Un insieme di norme difese strenuamente dalla coalizione composta da forze di sinistra e di estrema destra, che lo definiscono uno strumento decisivo a tutela della sicurezza nazionale dopo l’attentato di metà maggio ai danni del primo ministro Robert Fico.
Scatta il divieto agli incontri pubblici
Ben più critica invece l’opposizione, che si è scagliata con forza contro la Lex Assassination pronta a entrare in vigore il prossimo 15 luglio. Al centro della querelle il divieto di potersi assembrare davanti alle abitazioni private, anche nel caso in cui il proprietario di casa sia una persona direttamente correlata alla finalità dell’incontro, per via del suo lavoro o della sua posizione sociale. In poche parole, dunque, vietato accalcarsi davanti alla porta altrui se non si vuole incorrere, nella migliore delle ipotesi, nel reato di violazione del diritto di privacy.
Quella che la maggioranza “difende” come una misura a salvaguardia della pubblica sicurezza viene però attaccata dalle altre forze del mondo politico e sociale. Secondo il direttore di Amnesty International Slovacchia, Radoslav Sloboda, la proposta normativa mina la libertà di riunione e “descrive le proteste come una minaccia all’ordine pubblico”, ponendo un freno al diritto di manifestare piuttosto che agevolandolo.
Norma sul vitalizio: una misura ad personam?
Oltre ai limiti sugli assembramenti, la proposta di legge stabilisce per le più alte cariche dello Stato, cioè il presidente della Repubblica, il presidente del Parlamento e il primo ministro, il diritto a risiedere in un alloggio “adeguatamente attrezzato” su incidazione diretta da parte del ministero dell’Interno.
Il punto più dibattuto, però, è un altro. la Lex Assassination prevede, infatti, che i presidenti della Národná Rada, il Consiglio nazionale della Repubblica slovacca che dal 1992 svolge le funzioni parlamentari, assieme ai primi ministri che hanno completato almeno due mandati elettorali completi abbiano accesso a un vitalizio e alla protezione garantita da guardie del corpo.

—————

Cosa farai.
A. Secondo il brano sulla Lex Assassination, in che giorno la legge dovrebbe entrare in vigore?
B. Riprendi il brano sulla Lex Assassination dal punto in cui si interrompe.

Estratti da dati di annotazione a punti
—————

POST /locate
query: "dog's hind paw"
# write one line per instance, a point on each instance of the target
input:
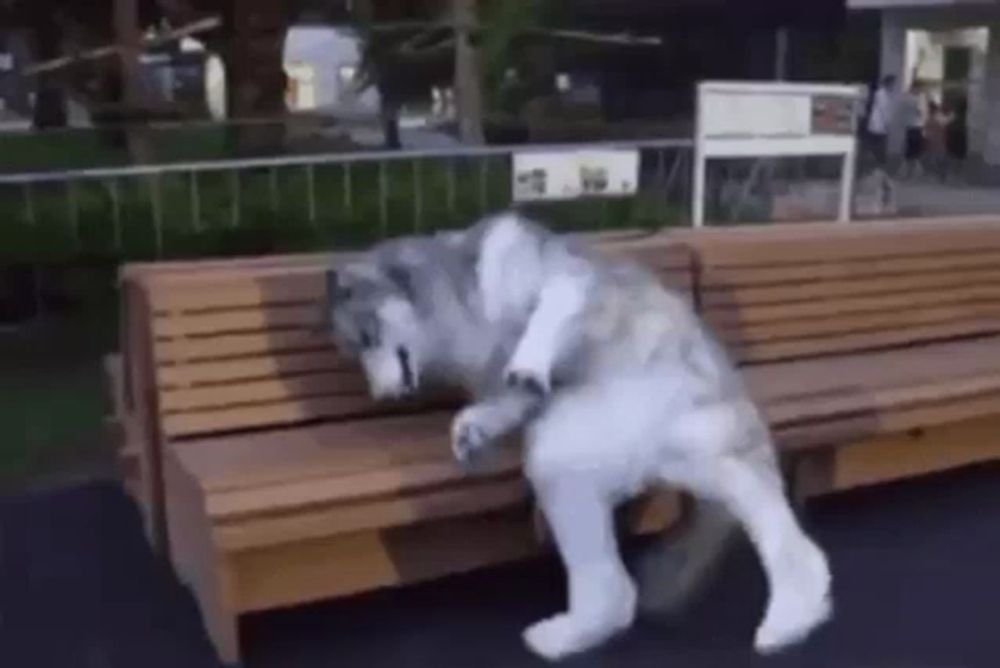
(469, 439)
(527, 380)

—————

Risposte ai compiti.
A. Il prossimo 15 luglio.

B.
Per i detrattori della proposta si tratterebbe, tuttavia, di una norma cucita su misura per Robert Fico: l’attuale primo ministro, infatti, è al momento l’unico politico di tutta la Slovacchia con un profilo corrispondente alla descrizione prevista per legge.
Lo scontro tra sicurezza nazionale e stato di polizia
Era il 22 giugno quando a Rozhlas a televízia Slovenska (Rtvs), la radiotelevisione slovacca sulla cui chiusura è incentrata la nuova legge sui media entrata in vigore il 1° luglio, il ministro della Difesa, Robert Kaliňák, affermava che la Lex Assassination apporterà dei miglioramenti in termini di sicurezza a tutto il Paese, difendendo poi anche la decisione di riconoscere uno stipendio a vita a Fico (“Abbiamo questa consuetudine nel caso del presidente, quindi non vedo perché non potrebbe essere così anche per i primi ministri che sono in carica da molto tempo”).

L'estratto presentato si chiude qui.